## Document segment

———

Tannery’s theorem

Here I proved that $\displaystyle \lim_{n\to\infty} \frac{1}{n^n} \sum_{k=1}^n k^n=\frac{e}{e-1}.$ My solution was nice and elementary but not very natural. A more natural solution would begin with the following line

$\displaystyle \frac{1}{n^n} \sum_{k=1}^n k^n=\sum_{k=1}^n \left(\frac{k}{n}\right)^n= \sum_{k=0}^n \left(1-\frac{k}{n}\right)^n$

and it would continue as follows: but $\displaystyle \lim_{n\to\infty} \left(1-\frac{k}{n}\right)^n=e^{-k}$ and so if we can write $\displaystyle \lim_{n\to\infty} \sum_{k=0}^n \left(1-\frac{k}{n}\right)^n=\sum_{k=0}^{\infty} \lim_{n\to\infty} \left(1-\frac{k}{n}\right)^n,$ then the answer would be

$\displaystyle \sum_{k=0}^{\infty}e^{-k}=\frac{1}{1-e^{-1}}=\frac{e}{e-1}.$

Right, but only if we can write it that way. In fact, it turns out that we can!

———

## Written problem A
List every term the passage on Tannery's theorem uses to describe the author's earlier solution.
## Written problem B
Write out the part of the passage on Tannery's theorem that opens with the words containing "and it would" and closes with "that we can!".

## Source material

———

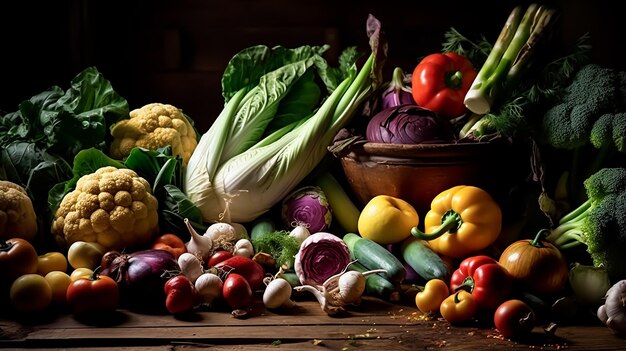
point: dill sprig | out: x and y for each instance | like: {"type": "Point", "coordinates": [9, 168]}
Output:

———

## Full solution A
nice, elementary, not very natural

## Full solution B
and it would continue as follows: but $\displaystyle \lim_{n\to\infty} \left(1-\frac{k}{n}\right)^n=e^{-k}$ and so if we can write $\displaystyle \lim_{n\to\infty} \sum_{k=0}^n \left(1-\frac{k}{n}\right)^n=\sum_{k=0}^{\infty} \lim_{n\to\infty} \left(1-\frac{k}{n}\right)^n,$ then the answer would be

$\displaystyle \sum_{k=0}^{\infty}e^{-k}=\frac{1}{1-e^{-1}}=\frac{e}{e-1}.$

Right, but only if we can write it that way. In fact, it turns out that we can!